▶ [Goal of the exercise] Recast each line of the entries below as a JSON list of strings, one string per line, with blank lines omitted. Leave the pictures out of your answer.

▶ [Material for this task]
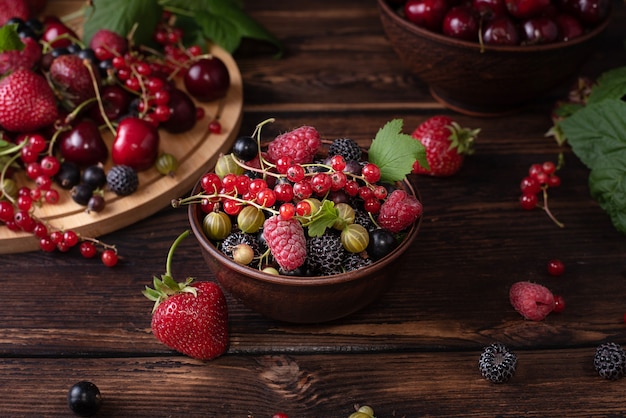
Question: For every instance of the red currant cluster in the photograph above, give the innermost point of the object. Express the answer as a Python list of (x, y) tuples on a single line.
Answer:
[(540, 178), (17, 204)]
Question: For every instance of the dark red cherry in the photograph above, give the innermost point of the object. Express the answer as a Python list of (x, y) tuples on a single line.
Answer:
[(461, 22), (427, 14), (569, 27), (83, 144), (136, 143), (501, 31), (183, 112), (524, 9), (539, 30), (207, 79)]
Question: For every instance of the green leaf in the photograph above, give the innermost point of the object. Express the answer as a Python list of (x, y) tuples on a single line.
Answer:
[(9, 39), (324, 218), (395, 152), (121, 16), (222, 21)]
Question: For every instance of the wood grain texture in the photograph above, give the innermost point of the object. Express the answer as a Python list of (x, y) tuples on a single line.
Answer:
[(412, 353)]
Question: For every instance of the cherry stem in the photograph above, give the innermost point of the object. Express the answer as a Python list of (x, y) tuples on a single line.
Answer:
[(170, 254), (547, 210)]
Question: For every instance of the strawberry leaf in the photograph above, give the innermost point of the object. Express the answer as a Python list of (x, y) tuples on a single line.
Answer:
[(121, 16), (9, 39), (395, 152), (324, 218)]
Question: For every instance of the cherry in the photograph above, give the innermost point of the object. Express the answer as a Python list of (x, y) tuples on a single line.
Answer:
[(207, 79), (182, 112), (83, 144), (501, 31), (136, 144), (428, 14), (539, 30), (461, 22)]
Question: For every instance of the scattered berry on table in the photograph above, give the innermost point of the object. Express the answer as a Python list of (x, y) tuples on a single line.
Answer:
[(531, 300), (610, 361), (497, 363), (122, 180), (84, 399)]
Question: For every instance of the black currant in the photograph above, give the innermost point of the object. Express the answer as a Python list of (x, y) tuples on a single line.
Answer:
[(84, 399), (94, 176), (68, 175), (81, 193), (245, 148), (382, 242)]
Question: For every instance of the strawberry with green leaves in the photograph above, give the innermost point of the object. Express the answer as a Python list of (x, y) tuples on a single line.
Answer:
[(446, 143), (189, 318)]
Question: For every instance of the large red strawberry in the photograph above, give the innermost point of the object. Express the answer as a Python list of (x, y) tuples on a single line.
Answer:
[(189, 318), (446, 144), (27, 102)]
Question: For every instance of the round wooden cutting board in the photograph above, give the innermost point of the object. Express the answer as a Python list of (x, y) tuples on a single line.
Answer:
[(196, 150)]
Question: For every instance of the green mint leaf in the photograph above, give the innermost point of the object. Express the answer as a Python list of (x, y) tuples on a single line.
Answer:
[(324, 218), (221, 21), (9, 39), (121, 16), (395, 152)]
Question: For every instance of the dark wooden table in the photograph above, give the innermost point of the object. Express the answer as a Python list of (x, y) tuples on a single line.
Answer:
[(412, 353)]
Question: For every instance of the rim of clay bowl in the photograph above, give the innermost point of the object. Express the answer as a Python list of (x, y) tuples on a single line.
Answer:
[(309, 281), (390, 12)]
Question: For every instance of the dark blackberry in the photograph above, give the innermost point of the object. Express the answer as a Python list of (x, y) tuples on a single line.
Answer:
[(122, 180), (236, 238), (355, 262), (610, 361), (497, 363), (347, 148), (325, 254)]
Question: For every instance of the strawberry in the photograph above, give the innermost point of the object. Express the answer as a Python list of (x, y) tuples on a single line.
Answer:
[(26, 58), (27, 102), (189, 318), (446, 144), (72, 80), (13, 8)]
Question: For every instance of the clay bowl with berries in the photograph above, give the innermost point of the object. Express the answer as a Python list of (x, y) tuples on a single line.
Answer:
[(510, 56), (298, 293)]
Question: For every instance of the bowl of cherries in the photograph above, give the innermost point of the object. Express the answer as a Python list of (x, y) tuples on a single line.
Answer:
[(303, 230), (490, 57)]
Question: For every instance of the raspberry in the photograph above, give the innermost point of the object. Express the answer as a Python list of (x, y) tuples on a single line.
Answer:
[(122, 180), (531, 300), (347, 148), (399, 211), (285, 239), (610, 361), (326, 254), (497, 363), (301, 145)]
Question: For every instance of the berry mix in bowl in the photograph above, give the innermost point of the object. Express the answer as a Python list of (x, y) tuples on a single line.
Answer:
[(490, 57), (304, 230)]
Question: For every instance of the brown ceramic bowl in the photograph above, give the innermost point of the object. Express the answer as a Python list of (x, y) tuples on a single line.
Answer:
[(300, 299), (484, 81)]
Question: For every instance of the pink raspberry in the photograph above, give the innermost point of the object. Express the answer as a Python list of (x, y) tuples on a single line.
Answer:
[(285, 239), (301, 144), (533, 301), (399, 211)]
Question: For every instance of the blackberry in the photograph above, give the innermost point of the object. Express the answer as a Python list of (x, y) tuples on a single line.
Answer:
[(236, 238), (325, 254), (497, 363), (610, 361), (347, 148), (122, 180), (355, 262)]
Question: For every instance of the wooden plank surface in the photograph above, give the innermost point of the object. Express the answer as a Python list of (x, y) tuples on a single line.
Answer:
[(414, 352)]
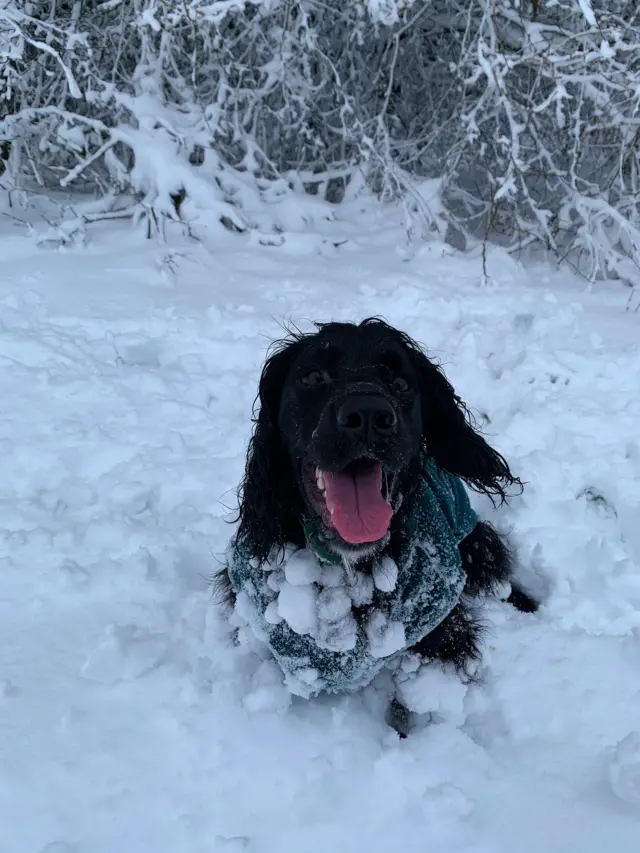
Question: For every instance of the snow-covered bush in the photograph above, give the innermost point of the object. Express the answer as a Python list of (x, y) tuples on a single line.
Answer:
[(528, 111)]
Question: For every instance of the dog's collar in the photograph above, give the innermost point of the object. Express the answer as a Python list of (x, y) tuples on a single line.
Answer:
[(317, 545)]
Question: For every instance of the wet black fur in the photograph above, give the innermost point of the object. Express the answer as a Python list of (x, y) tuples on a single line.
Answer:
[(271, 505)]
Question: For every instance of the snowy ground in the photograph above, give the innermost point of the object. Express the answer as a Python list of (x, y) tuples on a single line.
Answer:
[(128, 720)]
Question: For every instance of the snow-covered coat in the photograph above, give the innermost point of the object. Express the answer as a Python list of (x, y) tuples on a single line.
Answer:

▶ [Task solution]
[
  "Question: For every instance of the red currant cluster in the photograph above, give the innermost point of the object. Express the answer as a Python list of (x, y) tuples on a single line.",
  "Answer:",
  "[(540, 178), (17, 204)]",
  "Question: For every instance of the dark red cherry in the photograph above, give the innermost point of the object. Express the answer as a Python list of (x, y) tuples on a single line.",
  "Answer:",
  "[(461, 22), (427, 14), (569, 27), (83, 144), (136, 143), (501, 31), (183, 112), (524, 9), (539, 30), (207, 79)]",
  "Question: For every instance of the green leaf in the photograph above, give the innermost point of the object. Express the answer as a Python list of (x, y) tuples on a single line.",
  "Answer:",
  "[(9, 39), (324, 218), (395, 152), (121, 16), (222, 21)]",
  "Question: For every instance of the wood grain texture in the photograph above, give the innermost point of the object. Express the answer as a Python list of (x, y) tuples on a single line.",
  "Answer:",
  "[(412, 353)]",
  "Question: For every instance of the cherry stem in the photograph above, give the innermost point of the object. Express the answer as a Python list of (x, y) tuples on a single line.",
  "Answer:",
  "[(170, 254), (547, 210)]",
  "Question: For every instance of the strawberry leaf in the photograph above, give the innermost point of the object. Express the answer as a Python list of (x, y) tuples on a single line.",
  "Answer:",
  "[(121, 16), (9, 39), (395, 152), (324, 218)]",
  "Question: For every instance of the cherry in the photograph above, give the innermost point of the object. Express the answer as a Python list of (x, y) tuples on a single line.",
  "Answer:",
  "[(207, 79), (182, 112), (83, 144), (501, 31), (136, 144), (428, 14), (539, 30), (461, 22)]",
  "Question: For every instance of the scattered berry on table in the photograph above, give the innermost point of the object. Express the answer as a Python list of (x, y) tuples on a single line.",
  "Answer:",
  "[(531, 300), (610, 361), (497, 363), (122, 180), (84, 399)]",
  "Question: For every instance of the black currant in the photograph above, give the innermost point of the object. Express the answer as a Python list of (x, y) tuples on a single line.",
  "Answer:",
  "[(84, 399), (94, 176), (68, 175), (81, 193), (245, 148), (382, 242)]",
  "Question: For every instance of the strawberry with green leaves in the photograph above, give the innermost point of the object. Express the answer as a Python list of (x, y) tuples on a single line.",
  "Answer:",
  "[(446, 143), (189, 318)]",
  "Question: For every instance of the large red strawberry in the photograph above, give the innermost point of the object. Express the answer as a Python list of (x, y) tuples on a single line.",
  "Answer:",
  "[(189, 318), (446, 144), (27, 102)]",
  "Question: For every instance of the round wooden cutting board in the photograph above, give the innermost point of the object. Express the answer as a Python list of (x, y) tuples on a single line.",
  "Answer:",
  "[(196, 150)]",
  "Question: For every instance of the green mint leaf in the photograph above, give the innermost point of the object. Express the answer as a Python list of (x, y) tuples on a single line.",
  "Answer:",
  "[(324, 218), (221, 21), (9, 39), (121, 16), (395, 152)]",
  "Question: For every instance of the dark wooden table in the photograph above, give the innermost point of the object. Express the answer as a Python list of (x, y) tuples on a single line.",
  "Answer:",
  "[(412, 353)]",
  "Question: For every instance of the rim of clay bowl in the photograph above, give the innermost point of the object. Express the answer as a Python list of (x, y) tuples on a single line.",
  "Answer:",
  "[(309, 281), (390, 12)]",
  "Question: For every instance of the dark blackberry in the photograph above, give the innermost point of the object. Express the answer as a Python list of (x, y) tuples on a single line.",
  "Answer:",
  "[(122, 180), (236, 238), (355, 262), (610, 361), (497, 363), (347, 148), (325, 254)]",
  "Question: For every instance of the strawberry in the photograph above, give the innermost point of the object. Express the answer as a Python list of (x, y) tuples on a single line.",
  "Answer:",
  "[(26, 58), (27, 102), (189, 318), (446, 144), (72, 80), (13, 8)]",
  "Question: For every instance of the clay bowl with berries in the photograph above, give the innermost point of the object. Express the answer as a Python list of (x, y) tuples on a single line.",
  "Answer:",
  "[(510, 56), (298, 293)]",
  "Question: For every instance of the bowl of cherries in the photograph above, give the innermost point of the object. Express the answer as a Python list of (x, y) tuples on a single line.",
  "Answer:",
  "[(303, 230), (490, 57)]",
  "Question: For every instance of the raspberry in the photograph above, give the innermost point of the object. Express the answer as a Python list of (x, y) tuples on a single line.",
  "Answer:",
  "[(122, 180), (531, 300), (347, 148), (399, 211), (285, 239), (610, 361), (326, 254), (497, 363), (301, 145)]",
  "Question: For every instance of the berry mix in bowl in the photograph above, give the innermost point of the object. Express the answer as a Python list of (x, y) tuples on a single line.",
  "Answer:",
  "[(490, 57), (304, 230)]",
  "Question: For every instance of the brown ceramic bowl in the photograph above, give the innermost point of the object. Express the answer as a Python list of (x, y) tuples on a single line.",
  "Answer:",
  "[(300, 299), (484, 81)]",
  "Question: For every instance of the pink raspberry in the photograph above, give the innermost point of the object. Express the answer as a Python list of (x, y) tuples on a single line.",
  "Answer:",
  "[(285, 239), (301, 144), (533, 301), (399, 211)]",
  "Question: For every instance of the blackberry in the photograph above, give the innermost point of the object. Express the answer as a Python list of (x, y) tuples on a single line.",
  "Answer:",
  "[(236, 238), (325, 254), (497, 363), (610, 361), (347, 148), (122, 180), (355, 262)]",
  "Question: For every instance of the wooden plank surface in the photograph above, give the innermost point of the object. Express the answer as a Python list of (x, y) tuples on a single line.",
  "Answer:",
  "[(414, 352)]",
  "Question: For every instance of the snow-covered bush in the photograph above, give the innermost point of the object. Express the answer as a Python list of (x, y) tuples on a single line.",
  "Answer:",
  "[(528, 111)]",
  "Question: For every instance of the dog's collar in the photograph above, give the innermost point of the object. Express the answer as a Python list of (x, y) tuples on a single line.",
  "Answer:",
  "[(317, 545)]",
  "Question: For every instance of the wet black fur in the photograph above, give the innermost point of the object. Express the answer as a Python list of (x, y) tuples on a single line.",
  "Answer:",
  "[(271, 505)]",
  "Question: For every instance of the snowy ground in the photograph above, give the innermost point of the object. Express the answer as a Python list of (x, y) tuples on a single line.",
  "Answer:",
  "[(128, 720)]",
  "Question: For every instance of the snow-covered coat in the photograph above, give the innermost point of the object. Express the answer as a Python list of (x, y) tuples on a single line.",
  "Answer:"
]